__Dataset excerpts__:

┌──

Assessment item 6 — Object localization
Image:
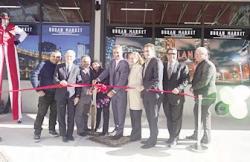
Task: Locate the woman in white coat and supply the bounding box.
[127,52,144,141]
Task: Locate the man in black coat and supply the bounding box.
[30,50,62,142]
[141,43,163,149]
[186,47,217,144]
[162,48,189,147]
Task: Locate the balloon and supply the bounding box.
[215,101,229,116]
[229,101,248,119]
[233,85,250,101]
[219,87,234,104]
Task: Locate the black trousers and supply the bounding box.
[130,109,142,140]
[34,93,57,135]
[142,93,160,144]
[95,105,110,133]
[193,95,216,132]
[56,97,75,137]
[163,98,184,140]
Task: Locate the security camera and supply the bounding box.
[95,0,101,11]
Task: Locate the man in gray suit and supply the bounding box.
[75,55,93,137]
[54,50,82,142]
[141,43,163,149]
[162,48,189,148]
[93,45,129,140]
[186,47,217,144]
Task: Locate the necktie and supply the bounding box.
[168,63,172,79]
[66,65,71,74]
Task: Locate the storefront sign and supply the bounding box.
[155,27,201,38]
[205,28,250,40]
[107,26,152,37]
[16,24,38,35]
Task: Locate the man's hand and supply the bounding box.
[60,80,68,86]
[87,88,93,95]
[92,79,98,85]
[107,91,115,98]
[74,97,80,106]
[37,91,45,97]
[172,88,180,95]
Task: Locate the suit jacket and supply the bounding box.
[98,59,129,94]
[192,59,217,97]
[141,57,163,99]
[79,68,93,104]
[163,61,189,105]
[53,63,82,101]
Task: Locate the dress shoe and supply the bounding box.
[99,132,109,136]
[110,134,123,140]
[130,136,141,142]
[168,140,177,148]
[84,128,92,132]
[67,136,75,141]
[62,136,68,142]
[201,134,211,144]
[34,134,41,142]
[49,130,59,137]
[186,133,197,140]
[78,132,87,137]
[141,143,156,149]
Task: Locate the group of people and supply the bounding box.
[0,9,217,148]
[28,43,216,149]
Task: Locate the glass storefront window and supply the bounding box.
[0,0,40,22]
[42,0,92,23]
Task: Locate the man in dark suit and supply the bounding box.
[93,45,129,140]
[30,50,61,142]
[54,50,82,142]
[186,47,217,144]
[162,48,189,147]
[75,55,93,136]
[141,43,163,149]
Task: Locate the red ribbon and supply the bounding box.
[0,83,196,98]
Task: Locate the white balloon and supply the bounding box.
[229,101,248,119]
[219,86,234,104]
[233,85,250,101]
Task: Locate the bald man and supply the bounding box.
[186,47,217,144]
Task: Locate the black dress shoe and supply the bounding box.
[62,136,68,142]
[49,130,59,137]
[67,136,75,141]
[78,132,87,137]
[99,132,109,136]
[110,134,123,140]
[186,133,197,140]
[168,140,177,148]
[34,134,41,142]
[141,143,156,149]
[201,135,210,144]
[130,137,141,142]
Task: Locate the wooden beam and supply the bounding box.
[177,2,189,25]
[160,3,168,25]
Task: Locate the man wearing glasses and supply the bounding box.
[30,50,62,142]
[162,48,189,148]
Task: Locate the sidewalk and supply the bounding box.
[0,113,250,162]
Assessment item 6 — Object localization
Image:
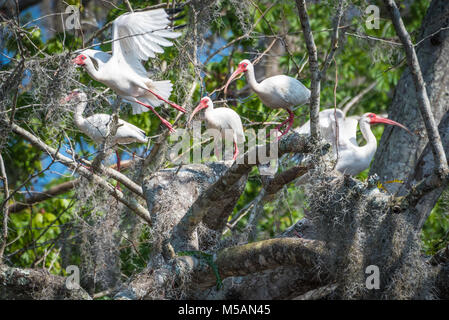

└──

__What is needed__:
Return exactly the line containing "Task: Locate the glass" and every line after it, up to and including the final line of the entries above. Pictures stay out.

__Solution below__:
Task: Locate the glass storefront window and supply the bounding box.
[0,0,40,22]
[42,0,92,23]
Task: Locate the man in dark suit and supply the bounding box.
[93,45,129,140]
[30,50,61,142]
[54,50,82,142]
[186,47,217,144]
[162,48,189,147]
[75,55,93,136]
[141,43,163,149]
Task: Locate the red ribbon and supply the bounding box.
[0,83,196,98]
Task: Locate the white balloon and supply the bounding box.
[229,101,248,119]
[219,86,234,104]
[233,85,250,101]
Task: Locate the bald man and supply the bounding box.
[186,47,217,144]
Task: Locate the black dress shoe and supply the bounding box.
[62,136,68,142]
[49,130,59,137]
[67,136,75,141]
[78,132,87,137]
[99,132,109,136]
[110,134,123,140]
[186,133,197,140]
[168,140,177,148]
[34,134,41,142]
[141,143,156,149]
[201,135,210,144]
[130,137,141,142]
Task: Locate the wooden beam and supply the bounding box.
[177,2,189,25]
[160,3,168,25]
Task: Locate the man wearing glasses and supply the bounding box.
[30,50,62,142]
[162,48,189,148]
Task: Locate the sidewalk and supply the bounding box.
[0,113,250,162]
Assessment item 6 — Object localization
Image:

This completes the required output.